Exercise objective:
All of the entries are to be repeated exactly, with no pictures included.

★ ★ ★ ★ ★ ★ ★

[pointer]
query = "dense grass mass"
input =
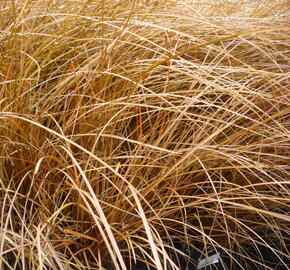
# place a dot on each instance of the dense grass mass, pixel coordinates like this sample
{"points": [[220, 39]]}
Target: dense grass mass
{"points": [[140, 134]]}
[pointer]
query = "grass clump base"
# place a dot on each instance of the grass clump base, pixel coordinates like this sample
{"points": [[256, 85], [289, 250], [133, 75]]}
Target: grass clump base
{"points": [[144, 134]]}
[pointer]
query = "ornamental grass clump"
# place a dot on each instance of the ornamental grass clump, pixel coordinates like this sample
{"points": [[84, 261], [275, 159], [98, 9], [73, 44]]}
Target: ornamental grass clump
{"points": [[144, 134]]}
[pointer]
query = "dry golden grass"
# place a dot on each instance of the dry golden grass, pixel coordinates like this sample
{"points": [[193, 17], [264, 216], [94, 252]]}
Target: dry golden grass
{"points": [[142, 132]]}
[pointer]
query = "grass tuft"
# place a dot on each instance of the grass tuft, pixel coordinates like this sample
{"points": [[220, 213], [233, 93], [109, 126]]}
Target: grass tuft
{"points": [[144, 134]]}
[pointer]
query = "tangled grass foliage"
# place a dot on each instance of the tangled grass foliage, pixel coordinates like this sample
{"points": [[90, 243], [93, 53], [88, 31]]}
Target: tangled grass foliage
{"points": [[144, 134]]}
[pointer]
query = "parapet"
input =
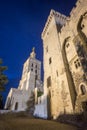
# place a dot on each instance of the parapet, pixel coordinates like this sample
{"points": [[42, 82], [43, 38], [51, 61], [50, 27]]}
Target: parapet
{"points": [[52, 13]]}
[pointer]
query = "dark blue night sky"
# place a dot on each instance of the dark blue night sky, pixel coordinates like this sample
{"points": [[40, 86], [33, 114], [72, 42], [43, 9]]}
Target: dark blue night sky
{"points": [[21, 25]]}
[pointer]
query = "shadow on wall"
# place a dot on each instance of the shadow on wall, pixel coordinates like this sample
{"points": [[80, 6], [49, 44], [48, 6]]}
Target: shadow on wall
{"points": [[79, 120]]}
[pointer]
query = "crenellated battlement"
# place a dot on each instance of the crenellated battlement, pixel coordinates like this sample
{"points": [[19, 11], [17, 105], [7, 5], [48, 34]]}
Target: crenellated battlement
{"points": [[52, 14], [78, 4]]}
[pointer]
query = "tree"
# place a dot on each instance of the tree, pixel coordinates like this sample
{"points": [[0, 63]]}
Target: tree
{"points": [[31, 103], [3, 82]]}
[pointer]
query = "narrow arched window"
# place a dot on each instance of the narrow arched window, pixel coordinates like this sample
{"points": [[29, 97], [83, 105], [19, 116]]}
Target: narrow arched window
{"points": [[83, 89]]}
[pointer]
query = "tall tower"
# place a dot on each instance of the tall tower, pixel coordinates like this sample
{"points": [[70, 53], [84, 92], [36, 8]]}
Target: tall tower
{"points": [[31, 79], [31, 73], [55, 79]]}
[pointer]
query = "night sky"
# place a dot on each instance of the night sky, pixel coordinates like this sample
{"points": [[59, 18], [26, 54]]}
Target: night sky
{"points": [[21, 25]]}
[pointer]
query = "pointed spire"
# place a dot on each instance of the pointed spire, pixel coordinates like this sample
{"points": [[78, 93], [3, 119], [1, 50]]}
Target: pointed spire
{"points": [[33, 54]]}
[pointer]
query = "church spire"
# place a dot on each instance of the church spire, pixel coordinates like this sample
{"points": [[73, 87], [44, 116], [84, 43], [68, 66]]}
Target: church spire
{"points": [[33, 54]]}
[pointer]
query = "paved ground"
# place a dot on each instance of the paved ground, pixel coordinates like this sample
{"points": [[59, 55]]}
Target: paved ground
{"points": [[21, 122]]}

★ ★ ★ ★ ★ ★ ★

Output for this task:
[pointer]
query = "dense grass mass"
input =
# place a dot on each instance of the dense grass mass, pixel coordinates like this sample
{"points": [[220, 39]]}
Target: dense grass mass
{"points": [[140, 134]]}
[pointer]
query = "grass clump base"
# place a dot on each instance of the grass clump base, pixel coordinates like this sample
{"points": [[256, 85], [289, 250], [133, 75]]}
Target: grass clump base
{"points": [[144, 134]]}
[pointer]
query = "ornamental grass clump"
# place a dot on each instance of the ornamental grass clump, pixel coordinates like this sample
{"points": [[84, 261], [275, 159], [98, 9], [73, 44]]}
Target: ornamental grass clump
{"points": [[144, 134]]}
[pointer]
query = "dry golden grass"
# place a dot on each instance of the dry golden grass, pixel coordinates like this sample
{"points": [[193, 17], [264, 216], [94, 252]]}
Target: dry golden grass
{"points": [[142, 132]]}
[pointer]
query = "grass tuft"
# place a dot on each instance of the grass tuft, pixel coordinates like this sample
{"points": [[220, 213], [233, 93], [109, 126]]}
Target: grass tuft
{"points": [[144, 134]]}
[pointer]
query = "tangled grass foliage"
# place a dot on each instance of the tangled grass foliage, pixel coordinates like this sample
{"points": [[90, 243], [93, 53], [88, 31]]}
Target: tangled grass foliage
{"points": [[144, 134]]}
[pointer]
query = "parapet"
input =
# place a dot on each instance of the parapet, pixel coordinates like this sample
{"points": [[42, 82], [43, 38], [51, 61], [50, 27]]}
Target: parapet
{"points": [[52, 13]]}
[pointer]
query = "dark blue night sky"
# place a dot on each instance of the dark blue night sky, pixel coordinates like this sample
{"points": [[40, 86], [33, 114], [72, 42], [43, 9]]}
Target: dark blue night sky
{"points": [[21, 25]]}
[pointer]
query = "shadow on wall"
# place a dot on each instance of the shadow on wall, pixel coordinates like this sample
{"points": [[80, 6], [49, 44], [48, 6]]}
Target: shadow on wall
{"points": [[79, 120]]}
[pointer]
query = "crenellated battlement"
# place a dot on each instance of the crenellated battlement, pixel coordinates like this sample
{"points": [[19, 11], [17, 105], [7, 5], [48, 34]]}
Target: crenellated battlement
{"points": [[52, 14], [78, 4]]}
[pointer]
query = "tree"
# place a dot on each instance of the tree, pixel coordinates like this sample
{"points": [[0, 63]]}
Target: tree
{"points": [[31, 103], [3, 82]]}
[pointer]
query = "narrow arched window"
# place a dot on each instance of the narrow arched window, pixel coordinates like this sample
{"points": [[29, 97], [83, 105], [19, 116]]}
Target: narrow arched window
{"points": [[83, 89]]}
[pointer]
query = "tall tower"
# place a dot on each instance of the tall tower, pixel coordinates like this sample
{"points": [[70, 53], [84, 92], [36, 8]]}
Target: tall tower
{"points": [[31, 79], [31, 73], [55, 79]]}
[pointer]
query = "night sky"
# place a dot on each instance of the night sky, pixel coordinates like this sample
{"points": [[59, 18], [26, 54]]}
Target: night sky
{"points": [[21, 25]]}
[pointer]
query = "pointed spire"
# place a dot on each instance of the pointed spire, pixel coordinates like this sample
{"points": [[78, 93], [3, 119], [1, 50]]}
Target: pointed spire
{"points": [[33, 54]]}
[pointer]
query = "church spire"
# place a dot on each instance of the church spire, pixel coordinates like this sample
{"points": [[73, 87], [44, 116], [84, 43], [68, 66]]}
Target: church spire
{"points": [[33, 54]]}
[pointer]
query = "paved ground"
# place a dot on each instance of the paved ground, pixel coordinates like this sample
{"points": [[59, 55]]}
Target: paved ground
{"points": [[21, 122]]}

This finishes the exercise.